# [Records provided]
━━━━━━━━━━

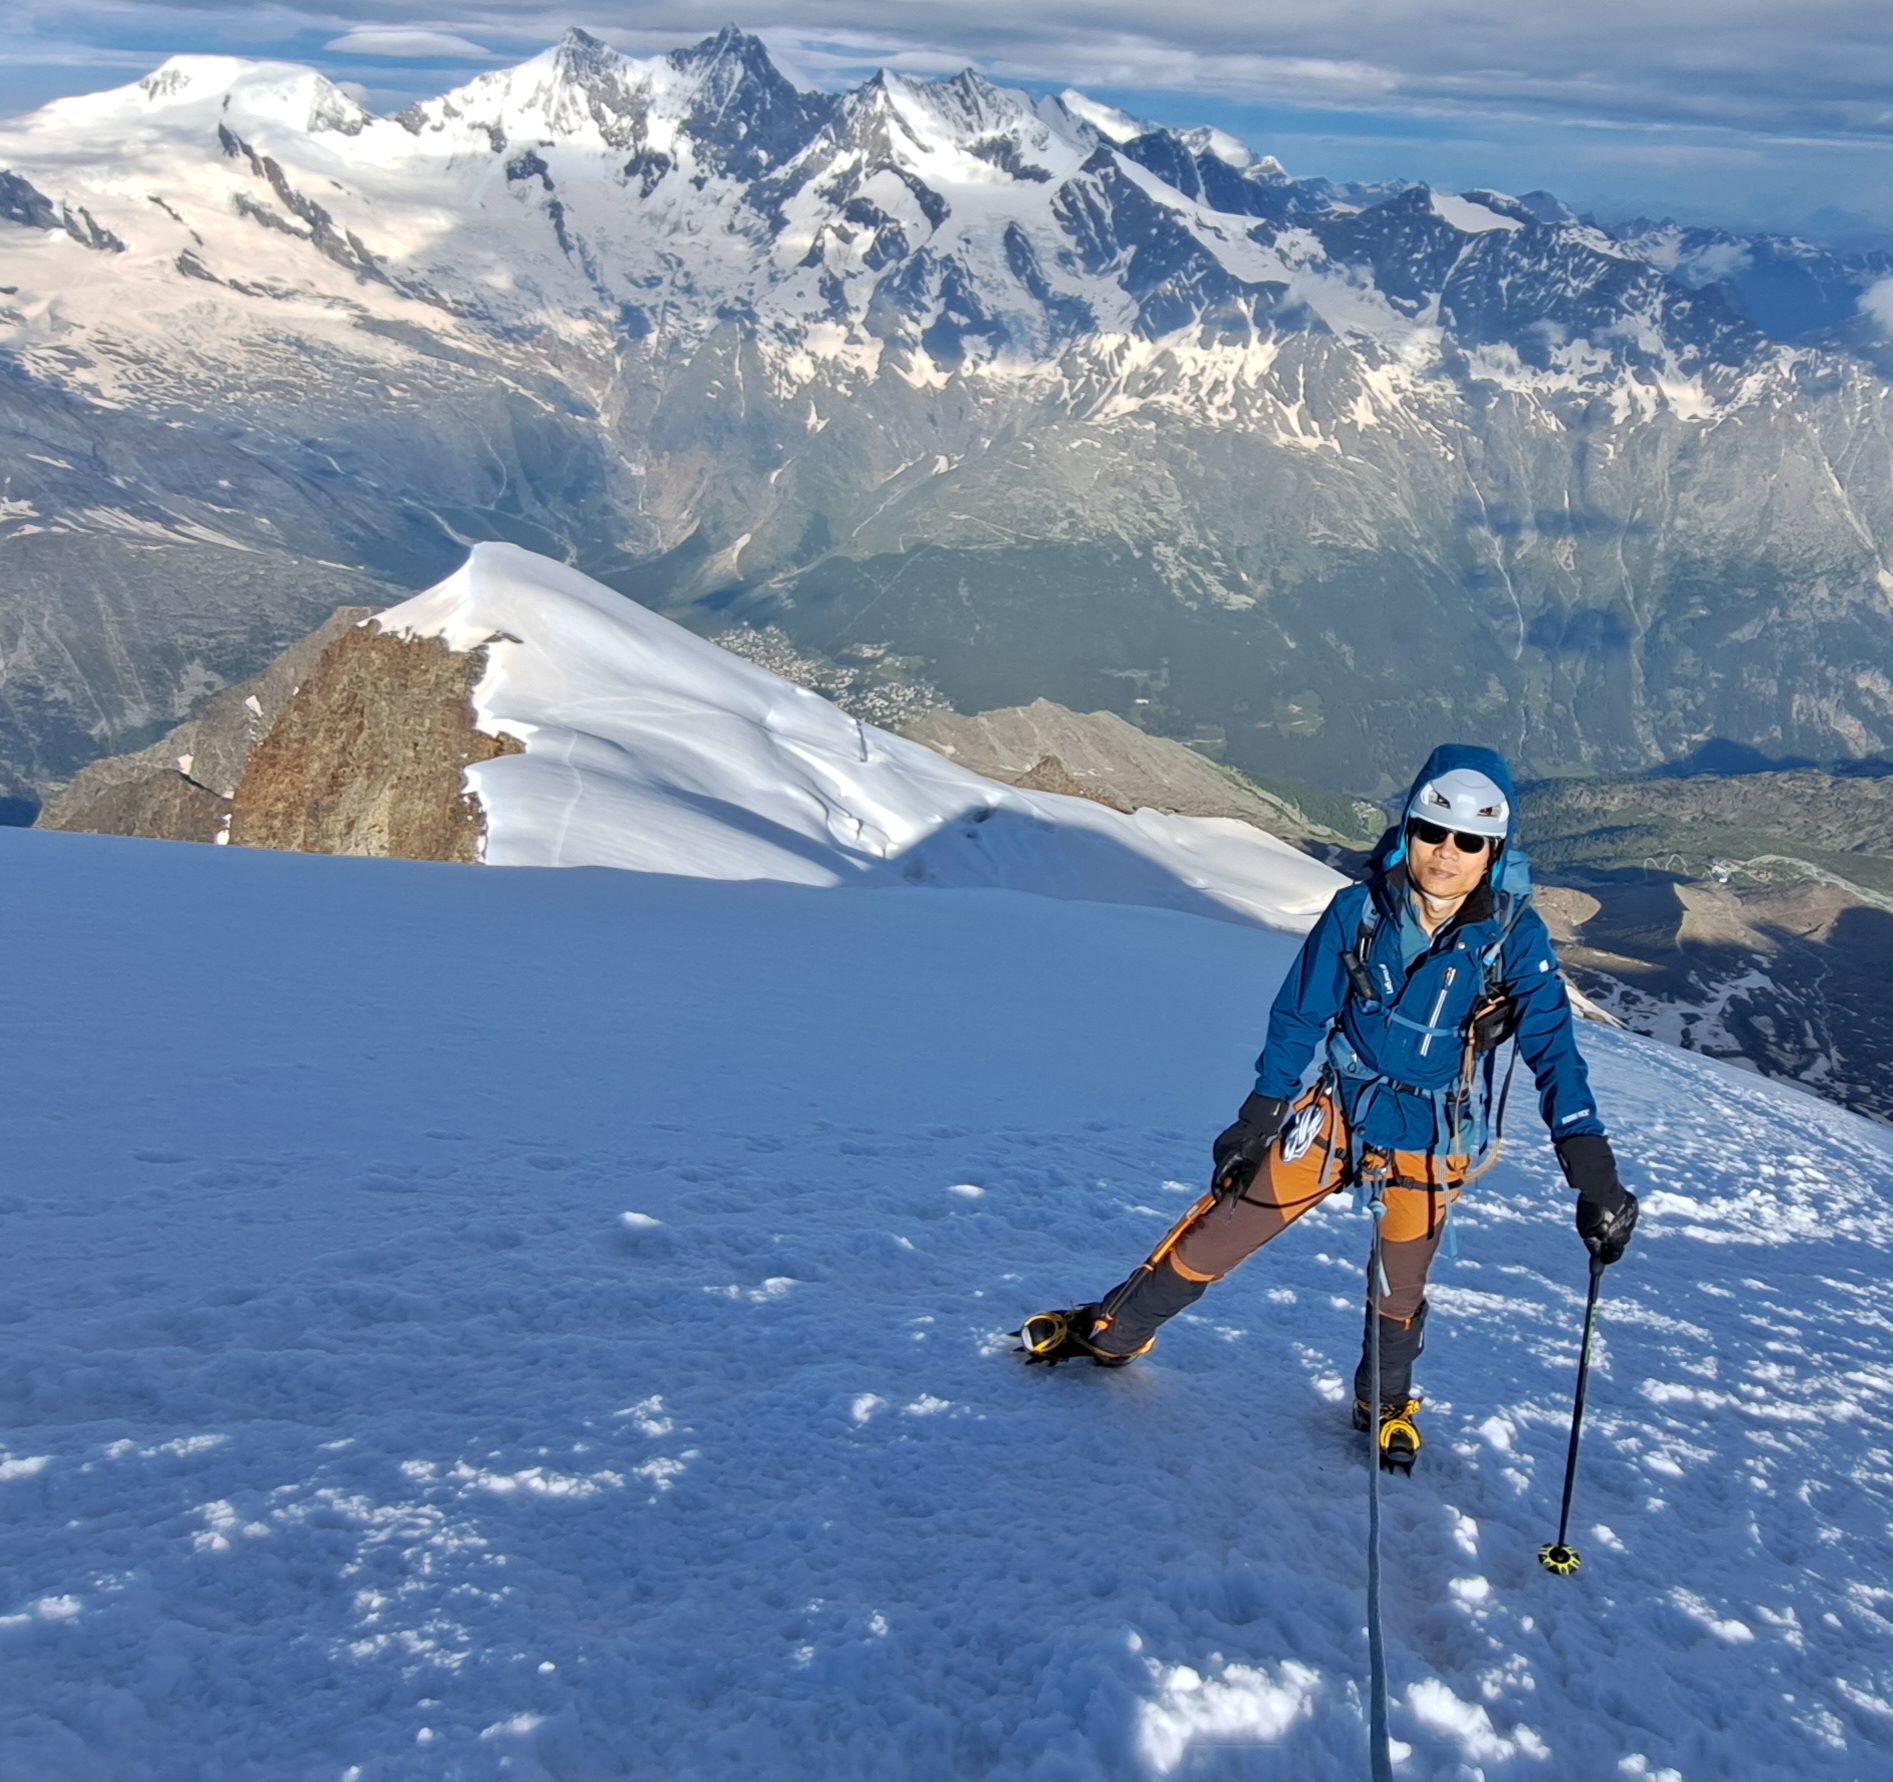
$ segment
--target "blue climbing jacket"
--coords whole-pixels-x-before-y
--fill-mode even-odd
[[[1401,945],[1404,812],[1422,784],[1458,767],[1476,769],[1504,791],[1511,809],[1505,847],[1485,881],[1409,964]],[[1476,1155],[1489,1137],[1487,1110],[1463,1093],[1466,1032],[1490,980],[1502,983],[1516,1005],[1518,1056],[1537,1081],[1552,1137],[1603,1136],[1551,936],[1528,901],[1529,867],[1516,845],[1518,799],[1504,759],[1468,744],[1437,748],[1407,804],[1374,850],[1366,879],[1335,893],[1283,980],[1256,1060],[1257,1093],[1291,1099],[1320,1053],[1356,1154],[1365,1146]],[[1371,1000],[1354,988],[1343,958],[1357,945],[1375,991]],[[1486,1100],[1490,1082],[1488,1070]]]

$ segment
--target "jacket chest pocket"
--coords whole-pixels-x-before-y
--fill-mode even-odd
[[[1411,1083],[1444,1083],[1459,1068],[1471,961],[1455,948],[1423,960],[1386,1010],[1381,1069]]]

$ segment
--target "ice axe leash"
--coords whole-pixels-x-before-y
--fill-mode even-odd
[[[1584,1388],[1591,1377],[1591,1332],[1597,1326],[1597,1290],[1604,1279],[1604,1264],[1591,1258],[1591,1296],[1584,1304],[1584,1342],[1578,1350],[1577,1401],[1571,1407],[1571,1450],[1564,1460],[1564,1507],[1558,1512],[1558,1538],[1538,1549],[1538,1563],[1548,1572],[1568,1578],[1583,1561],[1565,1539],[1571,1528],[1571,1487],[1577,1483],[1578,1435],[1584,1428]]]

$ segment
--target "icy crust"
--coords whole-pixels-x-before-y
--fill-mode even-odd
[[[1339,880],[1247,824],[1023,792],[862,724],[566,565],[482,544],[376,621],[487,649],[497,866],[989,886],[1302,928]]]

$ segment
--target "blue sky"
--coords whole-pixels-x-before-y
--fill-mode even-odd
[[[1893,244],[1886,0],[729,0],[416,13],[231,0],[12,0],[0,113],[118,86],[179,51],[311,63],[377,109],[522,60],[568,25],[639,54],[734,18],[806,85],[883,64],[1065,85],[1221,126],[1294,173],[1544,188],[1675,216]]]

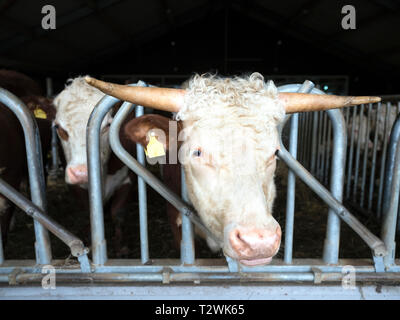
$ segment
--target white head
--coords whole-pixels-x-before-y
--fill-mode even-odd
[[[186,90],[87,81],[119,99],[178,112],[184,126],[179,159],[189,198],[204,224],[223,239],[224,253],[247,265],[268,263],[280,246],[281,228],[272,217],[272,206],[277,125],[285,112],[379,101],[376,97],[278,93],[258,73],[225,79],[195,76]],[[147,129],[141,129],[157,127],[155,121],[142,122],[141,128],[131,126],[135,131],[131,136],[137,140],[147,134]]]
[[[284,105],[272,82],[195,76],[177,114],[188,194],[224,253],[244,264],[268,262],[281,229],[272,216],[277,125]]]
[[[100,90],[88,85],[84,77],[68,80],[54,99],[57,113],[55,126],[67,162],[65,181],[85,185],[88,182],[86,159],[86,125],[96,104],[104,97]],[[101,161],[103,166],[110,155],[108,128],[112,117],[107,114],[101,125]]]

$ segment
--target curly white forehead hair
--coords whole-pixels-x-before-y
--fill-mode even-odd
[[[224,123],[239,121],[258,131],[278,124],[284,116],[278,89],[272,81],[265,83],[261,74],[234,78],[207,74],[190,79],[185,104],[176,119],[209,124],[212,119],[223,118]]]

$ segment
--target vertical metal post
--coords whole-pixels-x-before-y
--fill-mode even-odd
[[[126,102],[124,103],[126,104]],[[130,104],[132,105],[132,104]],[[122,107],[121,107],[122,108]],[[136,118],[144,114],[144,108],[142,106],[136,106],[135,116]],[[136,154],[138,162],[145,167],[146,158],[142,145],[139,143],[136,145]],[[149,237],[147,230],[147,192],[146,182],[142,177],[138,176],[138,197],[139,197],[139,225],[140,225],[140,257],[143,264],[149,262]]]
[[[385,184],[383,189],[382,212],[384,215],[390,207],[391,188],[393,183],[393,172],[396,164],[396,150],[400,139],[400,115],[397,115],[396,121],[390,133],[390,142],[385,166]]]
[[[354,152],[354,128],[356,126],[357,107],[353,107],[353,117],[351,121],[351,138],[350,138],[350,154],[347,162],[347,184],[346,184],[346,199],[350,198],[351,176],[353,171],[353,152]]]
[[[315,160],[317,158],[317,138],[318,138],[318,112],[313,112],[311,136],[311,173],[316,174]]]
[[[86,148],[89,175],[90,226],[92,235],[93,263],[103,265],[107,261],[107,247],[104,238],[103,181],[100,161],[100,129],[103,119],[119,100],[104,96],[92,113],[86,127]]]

━━━━━━━━━━

# [Task item]
Respond with the count of lines in the material above that contain the word "target", and add nothing to it.

# [Written answer]
8